=== Texte à lire ===

Le jour de la Pentecôte, alors qu'ils étaient réunis, voici donc soudain que le souffle se lève, les enveloppe et les saisit et que, dynamisés de l'intérieur, ils retrouvent cet enthousiasme et cette énergie qui les avait quittés quelques semaines plus tôt. Le Christ est ressuscité et monté au ciel ; maintenant, c'est à leur tour de ressusciter - de retrouver leurs forces et leur élan vital - pour continuer à être pleinement vivants et à semer la bonté sur la terre. Et à leur suite, 2000 ans plus tard, ne sommes-nous pas invités, nous aussi, à nous relever, avec eux, et à retrouver l'énergie pour continuer à perpétuer la vie évangélique dans ce monde ?
Le vent se lève, le feu descend du ciel et voici que les disciples se comprennent les uns les autres, nous dit le texte. Malgré la différence des langues et malgré tout ce qui peut les séparer, ils sont comme " sur la même longueur d'ondes ", unis les uns aux autres et ils se mettent à chanter les merveilles de Dieu. Le premier effet de l'arrivée de l'Esprit, c'est donc la force de sortir de soi-même, l'énergie pour s'ouvrir et se relier aux autres. N'est-ce pas d'ailleurs, chers frères et sœurs, ce dont nous avons le plus besoin ?

=== Lignes de données ===

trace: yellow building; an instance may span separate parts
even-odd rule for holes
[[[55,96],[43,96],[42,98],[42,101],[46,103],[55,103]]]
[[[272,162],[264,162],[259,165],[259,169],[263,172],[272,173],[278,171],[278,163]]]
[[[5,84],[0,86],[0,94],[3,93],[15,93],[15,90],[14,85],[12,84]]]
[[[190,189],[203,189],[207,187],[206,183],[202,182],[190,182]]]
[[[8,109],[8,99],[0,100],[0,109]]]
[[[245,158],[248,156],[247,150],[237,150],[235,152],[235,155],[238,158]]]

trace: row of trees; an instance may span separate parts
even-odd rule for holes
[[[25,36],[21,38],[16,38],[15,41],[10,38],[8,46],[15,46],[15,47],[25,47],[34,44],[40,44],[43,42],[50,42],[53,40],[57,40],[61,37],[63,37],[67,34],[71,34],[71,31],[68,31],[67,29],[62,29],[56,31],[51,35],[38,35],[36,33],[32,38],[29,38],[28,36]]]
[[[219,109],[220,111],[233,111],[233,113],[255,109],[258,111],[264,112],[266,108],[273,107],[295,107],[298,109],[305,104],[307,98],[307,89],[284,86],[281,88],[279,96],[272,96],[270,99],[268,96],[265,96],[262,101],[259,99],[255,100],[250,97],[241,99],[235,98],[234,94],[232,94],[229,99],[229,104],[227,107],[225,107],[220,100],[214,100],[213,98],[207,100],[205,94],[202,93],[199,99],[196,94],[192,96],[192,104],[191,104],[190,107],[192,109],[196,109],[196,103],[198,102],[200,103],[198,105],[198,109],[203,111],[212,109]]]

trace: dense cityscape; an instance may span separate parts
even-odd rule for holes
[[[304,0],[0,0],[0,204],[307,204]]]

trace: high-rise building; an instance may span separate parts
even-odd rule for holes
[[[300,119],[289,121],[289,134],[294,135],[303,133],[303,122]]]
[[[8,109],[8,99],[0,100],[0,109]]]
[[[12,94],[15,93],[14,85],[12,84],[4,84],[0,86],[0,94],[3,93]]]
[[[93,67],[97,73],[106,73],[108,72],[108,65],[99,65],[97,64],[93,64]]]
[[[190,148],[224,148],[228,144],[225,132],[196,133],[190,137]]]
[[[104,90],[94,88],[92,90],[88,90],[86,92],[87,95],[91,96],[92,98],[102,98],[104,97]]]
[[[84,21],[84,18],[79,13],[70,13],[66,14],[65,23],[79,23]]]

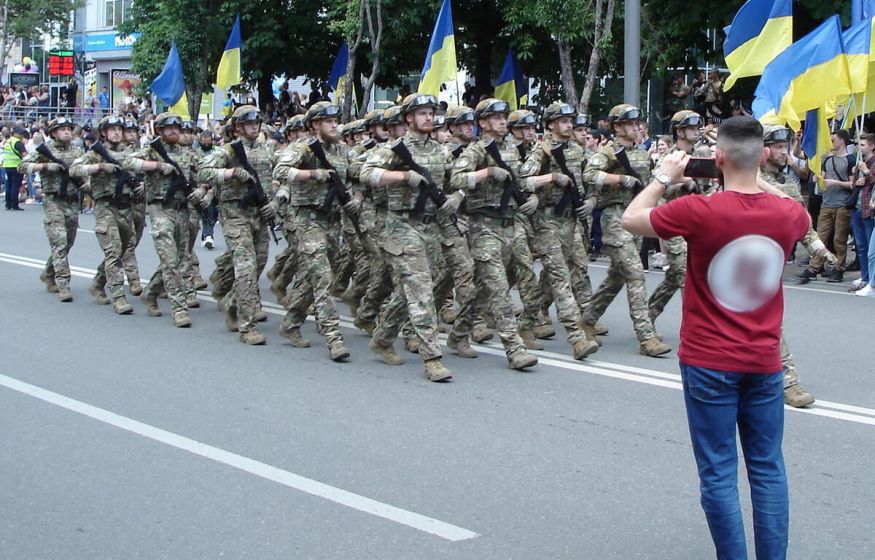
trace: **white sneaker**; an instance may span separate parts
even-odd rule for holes
[[[872,287],[872,284],[866,284],[856,292],[854,295],[863,296],[863,297],[875,297],[875,288]]]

===

### Consigne
Extrayez tel quel du texte sur la Pentecôte le passage situé entre « Le jour de la » et « dans ce monde ? », ces deux segments compris. Ces lignes proviennent d'une autre source que le texte.

### Réponse
Le jour de la Pentecôte, alors qu'ils étaient réunis, voici donc soudain que le souffle se lève, les enveloppe et les saisit et que, dynamisés de l'intérieur, ils retrouvent cet enthousiasme et cette énergie qui les avait quittés quelques semaines plus tôt. Le Christ est ressuscité et monté au ciel ; maintenant, c'est à leur tour de ressusciter - de retrouver leurs forces et leur élan vital - pour continuer à être pleinement vivants et à semer la bonté sur la terre. Et à leur suite, 2000 ans plus tard, ne sommes-nous pas invités, nous aussi, à nous relever, avec eux, et à retrouver l'énergie pour continuer à perpétuer la vie évangélique dans ce monde ?